Trabajo pedido ::
1) Según el fragmento sobre los insumisos, ¿son ciertas estas afirmaciones? Responde sí o no a cada una y copia tal cual las palabras del fragmento que lo deciden.
(a) Carlos Hinojosa y Josep María Moragriega recibieron una condena de trece meses de prisión.
(b) El Movimiento de Objeción de Conciencia se puso en marcha antes de la muerte de Franco.
(c) En 1990 fueron detenidos más de dos millares de insumisos.
2) Cita el fragmento sobre los insumisos desde "Pero las huelgas" y hasta "centenar fueron detenidos.", sin cambiar nada.

Fragmento citado ::
Pero las huelgas de hambre no fueron solo una herramienta empleada por los presos de los Grapo o ETA. También recurrieron a este método de presión los insumisos, el movimiento antimilitarista de desobediencia al servicio militar obligatorio que desbordó España a finales de la década de los ochenta de la mano del Movimiento de Objeción de Conciencia (MOC), puesto en marcha tras la muerte de Franco. Para los insumisos fue clave 1989. Ese año, se celebró la primera gran campaña de insumisión en España. Y también el primer juicio militar contra insumisos, en el que Carlos Hinojosa y Josep María Moragriega fueron condenados a trece meses de prisión. Dos acontecimientos que pusieron al movimiento sobre la palestra y que le permitieron coger cada vez más fuerza. Un año después, en 1990, se contabilizaron más de dos millares de insumisos, de los que más de un centenar fueron detenidos.

Material de partida ::
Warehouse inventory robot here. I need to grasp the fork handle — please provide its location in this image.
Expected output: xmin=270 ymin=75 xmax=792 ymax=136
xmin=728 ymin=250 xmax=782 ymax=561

Soluciones ::
1)
(a) Sí: "fueron condenados a trece meses de prisión".
(b) No: "puesto en marcha tras la muerte de Franco".
(c) No: "se contabilizaron más de dos millares de insumisos, de los que más de un centenar fueron detenidos".

2)
Pero las huelgas de hambre no fueron solo una herramienta empleada por los presos de los Grapo o ETA. También recurrieron a este método de presión los insumisos, el movimiento antimilitarista de desobediencia al servicio militar obligatorio que desbordó España a finales de la década de los ochenta de la mano del Movimiento de Objeción de Conciencia (MOC), puesto en marcha tras la muerte de Franco. Para los insumisos fue clave 1989. Ese año, se celebró la primera gran campaña de insumisión en España. Y también el primer juicio militar contra insumisos, en el que Carlos Hinojosa y Josep María Moragriega fueron condenados a trece meses de prisión. Dos acontecimientos que pusieron al movimiento sobre la palestra y que le permitieron coger cada vez más fuerza. Un año después, en 1990, se contabilizaron más de dos millares de insumisos, de los que más de un centenar fueron detenidos.